Both the line containing "pole in the photo above." and the last line of the listing are included: write out exactly the lines from one to the other.

Start of SOURCE MATERIAL

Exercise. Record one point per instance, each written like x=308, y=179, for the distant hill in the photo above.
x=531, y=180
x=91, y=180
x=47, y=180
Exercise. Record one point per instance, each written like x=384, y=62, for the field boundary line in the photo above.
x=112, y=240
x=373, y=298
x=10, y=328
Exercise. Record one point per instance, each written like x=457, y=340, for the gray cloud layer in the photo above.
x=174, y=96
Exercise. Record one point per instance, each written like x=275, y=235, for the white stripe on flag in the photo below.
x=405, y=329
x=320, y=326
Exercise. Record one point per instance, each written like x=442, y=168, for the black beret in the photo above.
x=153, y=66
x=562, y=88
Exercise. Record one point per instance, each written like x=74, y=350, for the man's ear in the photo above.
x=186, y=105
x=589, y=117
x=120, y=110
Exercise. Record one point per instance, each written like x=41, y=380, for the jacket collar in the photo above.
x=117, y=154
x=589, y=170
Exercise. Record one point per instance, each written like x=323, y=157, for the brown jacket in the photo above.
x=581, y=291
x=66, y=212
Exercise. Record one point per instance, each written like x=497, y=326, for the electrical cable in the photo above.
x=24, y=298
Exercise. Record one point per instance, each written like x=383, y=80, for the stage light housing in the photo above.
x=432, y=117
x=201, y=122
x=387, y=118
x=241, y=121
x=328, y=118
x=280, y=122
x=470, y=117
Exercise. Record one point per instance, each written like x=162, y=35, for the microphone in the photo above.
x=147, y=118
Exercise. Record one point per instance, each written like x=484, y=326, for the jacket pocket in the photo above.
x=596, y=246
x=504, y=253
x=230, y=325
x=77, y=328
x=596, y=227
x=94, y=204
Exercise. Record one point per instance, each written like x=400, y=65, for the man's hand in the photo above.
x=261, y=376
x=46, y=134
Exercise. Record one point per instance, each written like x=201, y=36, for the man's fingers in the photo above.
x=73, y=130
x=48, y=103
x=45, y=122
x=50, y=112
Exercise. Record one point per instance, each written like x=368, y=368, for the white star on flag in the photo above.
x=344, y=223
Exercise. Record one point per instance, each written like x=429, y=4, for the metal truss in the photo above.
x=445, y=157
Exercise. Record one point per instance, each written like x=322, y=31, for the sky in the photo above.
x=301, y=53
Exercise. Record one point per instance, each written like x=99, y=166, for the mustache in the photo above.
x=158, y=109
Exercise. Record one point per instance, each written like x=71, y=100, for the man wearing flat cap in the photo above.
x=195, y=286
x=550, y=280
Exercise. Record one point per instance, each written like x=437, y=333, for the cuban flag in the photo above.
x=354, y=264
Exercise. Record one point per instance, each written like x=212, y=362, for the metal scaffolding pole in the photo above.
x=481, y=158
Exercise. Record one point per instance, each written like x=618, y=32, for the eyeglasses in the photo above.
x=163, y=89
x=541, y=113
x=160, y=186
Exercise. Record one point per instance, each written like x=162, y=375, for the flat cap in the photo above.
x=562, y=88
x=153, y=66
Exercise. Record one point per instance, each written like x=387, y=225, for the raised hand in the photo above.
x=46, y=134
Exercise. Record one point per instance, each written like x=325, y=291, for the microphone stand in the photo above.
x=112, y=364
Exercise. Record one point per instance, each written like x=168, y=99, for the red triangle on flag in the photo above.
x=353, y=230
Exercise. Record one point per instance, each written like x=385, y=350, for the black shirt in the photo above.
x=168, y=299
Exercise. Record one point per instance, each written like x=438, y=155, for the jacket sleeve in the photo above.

End of SOURCE MATERIAL

#### EXERCISE SOLUTION:
Exercise. Record one point per instance, each written like x=212, y=362, for the metal scaffolding pole in the photo above.
x=481, y=158
Exercise. Record one point per instance, each written like x=618, y=32, for the eyeglasses in the photo above.
x=163, y=89
x=541, y=113
x=160, y=186
Exercise. Record one point per instance, each written like x=162, y=375, for the flat cap in the photo above.
x=562, y=88
x=153, y=66
Exercise. Record one point per instance, each written like x=387, y=225, for the raised hand in the photo above.
x=46, y=134
Exercise. Record one point per instance, each written like x=325, y=291, for the microphone stand in the photo above.
x=112, y=364
Exercise. Record one point per instance, each written like x=168, y=99, for the red triangle on flag in the photo above.
x=353, y=230
Exercise. Record one point per instance, each written like x=385, y=350, for the black shirt in the photo above.
x=168, y=299
Exercise. Record one point per instance, each written like x=438, y=155, for the jacket sleeve in the photo above.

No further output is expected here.